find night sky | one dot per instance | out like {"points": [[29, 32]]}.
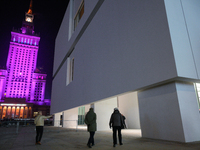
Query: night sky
{"points": [[48, 16]]}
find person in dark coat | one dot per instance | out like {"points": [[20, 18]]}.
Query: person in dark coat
{"points": [[116, 124], [90, 120]]}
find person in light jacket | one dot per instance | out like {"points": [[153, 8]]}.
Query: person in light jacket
{"points": [[90, 120], [39, 123]]}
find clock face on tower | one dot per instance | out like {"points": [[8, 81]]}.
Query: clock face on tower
{"points": [[28, 19]]}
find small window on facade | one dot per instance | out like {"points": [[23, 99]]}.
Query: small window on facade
{"points": [[79, 14], [70, 70]]}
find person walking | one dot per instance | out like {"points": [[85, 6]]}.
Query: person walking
{"points": [[116, 123], [39, 122], [90, 121]]}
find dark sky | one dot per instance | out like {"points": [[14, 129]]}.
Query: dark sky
{"points": [[48, 16]]}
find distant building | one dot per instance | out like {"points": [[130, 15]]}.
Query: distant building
{"points": [[142, 56], [22, 85]]}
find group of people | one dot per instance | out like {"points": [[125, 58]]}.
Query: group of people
{"points": [[117, 122]]}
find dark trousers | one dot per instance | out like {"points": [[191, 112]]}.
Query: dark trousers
{"points": [[91, 138], [39, 132], [115, 129]]}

- Required action
Find the string "instance" in the listing and return every line that holds it.

- Finished exercise
find night sky | one dot per instance | out like {"points": [[29, 32]]}.
find person in dark coat | one dot per instance | out like {"points": [[20, 18]]}.
find person in light jacket | one dot per instance | out like {"points": [[153, 8]]}.
find clock face on tower | one dot per instance | out like {"points": [[8, 81]]}.
find small window on facade | one dot per instance | out like {"points": [[23, 99]]}.
find person walking | one dot per instance | out like {"points": [[85, 6]]}.
find dark sky | one dot per instance | out like {"points": [[14, 129]]}.
find distant building | one dot per instance | out like {"points": [[130, 15]]}.
find group of people | one dot per instance | out like {"points": [[125, 58]]}.
find dark trousers | one dot per instance | out like {"points": [[191, 112]]}.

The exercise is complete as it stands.